TASK DETAILS: In the passage on passive immunization with H12E1 mAb, what dose of H12E1 was given to the mice challenged with P. berghei ANKA?

TEXT SHOWN:
********
Passive immunization of mice with H12E1 mAb protects against heterologous parasite challenge in vivo

Passive immunization experiments were performed in mice to assess the in vivo growth neutralizing ability of H12E1. In two different experiments, mice were challenged with P. yoelii 17XL or P. berghei strain ANKA and injected with purified IgG on the same day. The protective effect of H12E1 was assessed by measuring the effect of injected antibody on the parasitemia and comparing that with the pre-immune IgGs injected controls. Results obtained for two different species of mouse malarial parasites are shown in Fig. 5. In P. yoelii challenged group, passive infusion of H12E1 clearly attenuated parasitemia in experimental animals compared to the controls (Fig. 5a). The rise in parasitemia was delayed and remained low (~ 15%) in H12E1 injected mice for the first 10 days, while the parasitemia in the control mice shot up to ≥ 60%.

Fig. 5
figure 5

Effect of passive immunization with H12E1 mAb on parasitemia in Plasmodium yoelii 17XL (or Plasmodium berghei ANKA) infected mice. a Mice (n = 5) were administered with 0.75 mg/100 µl H12E1 (experimental) or pre-immune IgGs intravenously. All mice were challenged with ~ 1 × 105 P. yoelii 17 XL pRBCs. Mean % parasitemia for the two groups of animals is shown with post challenge days. b Two groups of mice (n = 5 animals) were administered with 1 mg/100 µl H12E1 (experimental) or pre-immune IgGs (control). All mice were challenged with ~ 105 P. berghei ANKA pRBCs. Passive transfer of H12E1 in infected mice resulted in significant reduction in rise of parasitemia in experimental group as compared to control group (**p < 0.01; ***p < 0.001)

Similar results were obtained in the experiment where P. berghei strain ANKA was used as the infective agent (Fig. 5b). In this case also % parasitemia rose rapidly in controls reaching to > 50% by 10th day while in the experimental group, it was curtailed to < 15%. Statistical comparison of the experimental group with the control showed significant reduction in % parasitemia. For the duration that mAb remained in the system, parasitemia too remained under control. These experiments provided an effective way to test the in vivo protective potential of the antibody for parasite neutralization as have been done earlier [17, 41].
********
DATA LISTING:

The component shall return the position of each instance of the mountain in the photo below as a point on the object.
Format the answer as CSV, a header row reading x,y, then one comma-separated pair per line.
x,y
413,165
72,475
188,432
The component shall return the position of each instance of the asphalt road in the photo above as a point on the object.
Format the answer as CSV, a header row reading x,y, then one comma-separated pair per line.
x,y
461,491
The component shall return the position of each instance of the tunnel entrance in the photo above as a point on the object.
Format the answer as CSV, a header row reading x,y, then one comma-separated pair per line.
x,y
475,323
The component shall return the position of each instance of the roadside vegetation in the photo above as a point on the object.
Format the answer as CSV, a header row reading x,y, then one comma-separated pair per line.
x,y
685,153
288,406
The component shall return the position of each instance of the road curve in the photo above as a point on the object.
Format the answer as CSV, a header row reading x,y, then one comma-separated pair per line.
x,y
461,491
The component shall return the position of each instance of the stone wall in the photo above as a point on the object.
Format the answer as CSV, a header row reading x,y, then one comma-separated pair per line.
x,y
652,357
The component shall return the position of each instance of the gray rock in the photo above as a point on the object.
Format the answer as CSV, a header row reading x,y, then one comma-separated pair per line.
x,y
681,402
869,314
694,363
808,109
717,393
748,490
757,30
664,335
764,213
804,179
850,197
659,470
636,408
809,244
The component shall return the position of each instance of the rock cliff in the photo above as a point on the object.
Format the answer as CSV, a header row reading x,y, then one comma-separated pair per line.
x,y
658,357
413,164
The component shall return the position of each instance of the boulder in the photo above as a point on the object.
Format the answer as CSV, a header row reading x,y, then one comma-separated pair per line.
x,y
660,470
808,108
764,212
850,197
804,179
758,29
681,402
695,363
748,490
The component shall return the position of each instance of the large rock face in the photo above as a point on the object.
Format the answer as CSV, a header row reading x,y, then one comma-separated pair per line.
********
EXERCISE RESULT: 1 mg/100 µl